- **PROBLEM STATEMENT**
Please return each line of the records below that contains the word "white", copied in full. Case counts.

- **RECORDS SUPPLIED**
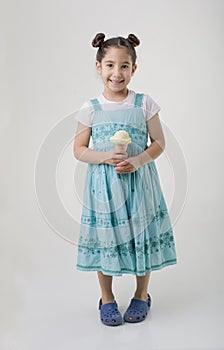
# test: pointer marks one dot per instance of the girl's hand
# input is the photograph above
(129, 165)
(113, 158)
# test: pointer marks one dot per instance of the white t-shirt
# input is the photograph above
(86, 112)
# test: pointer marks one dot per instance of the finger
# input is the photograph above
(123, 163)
...
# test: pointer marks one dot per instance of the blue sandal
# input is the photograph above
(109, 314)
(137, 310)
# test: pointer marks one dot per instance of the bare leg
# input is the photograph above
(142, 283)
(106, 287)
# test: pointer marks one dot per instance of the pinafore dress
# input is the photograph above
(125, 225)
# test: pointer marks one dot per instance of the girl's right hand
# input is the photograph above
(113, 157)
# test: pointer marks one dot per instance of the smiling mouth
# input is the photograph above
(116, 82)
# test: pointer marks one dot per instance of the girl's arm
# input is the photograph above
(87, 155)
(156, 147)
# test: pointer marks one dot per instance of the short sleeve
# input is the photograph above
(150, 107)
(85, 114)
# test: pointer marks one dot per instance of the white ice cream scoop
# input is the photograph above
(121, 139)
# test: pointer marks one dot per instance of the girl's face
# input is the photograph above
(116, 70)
---
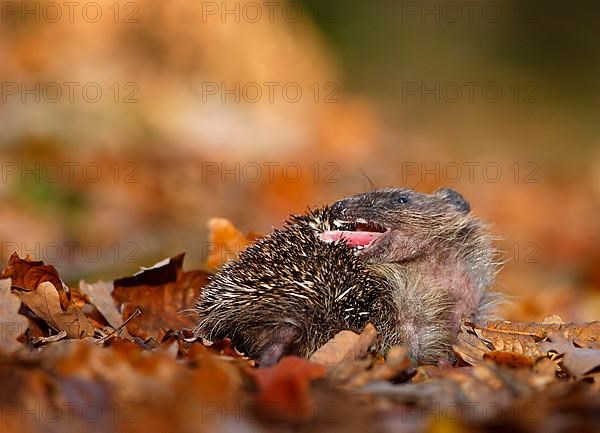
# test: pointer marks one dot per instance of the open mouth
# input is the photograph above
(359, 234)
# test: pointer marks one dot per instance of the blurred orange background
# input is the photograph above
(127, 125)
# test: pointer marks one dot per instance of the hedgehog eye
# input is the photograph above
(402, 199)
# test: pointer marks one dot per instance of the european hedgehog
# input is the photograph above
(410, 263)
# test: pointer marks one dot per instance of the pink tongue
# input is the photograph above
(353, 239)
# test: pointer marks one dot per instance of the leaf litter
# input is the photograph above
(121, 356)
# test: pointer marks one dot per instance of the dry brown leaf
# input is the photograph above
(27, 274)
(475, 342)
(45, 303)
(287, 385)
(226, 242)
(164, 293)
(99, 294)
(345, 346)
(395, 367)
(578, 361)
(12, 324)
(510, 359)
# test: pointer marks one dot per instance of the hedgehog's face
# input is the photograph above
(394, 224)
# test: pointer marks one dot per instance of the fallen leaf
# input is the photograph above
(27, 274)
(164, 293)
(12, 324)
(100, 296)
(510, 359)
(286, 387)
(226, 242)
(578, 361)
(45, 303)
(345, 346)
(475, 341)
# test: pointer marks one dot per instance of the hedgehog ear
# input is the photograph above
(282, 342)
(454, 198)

- **THE REPLY**
# test: pointer marks one dot per instance of the white t-shirt
# test: pointer marks one dot per instance of the white ice cream scoop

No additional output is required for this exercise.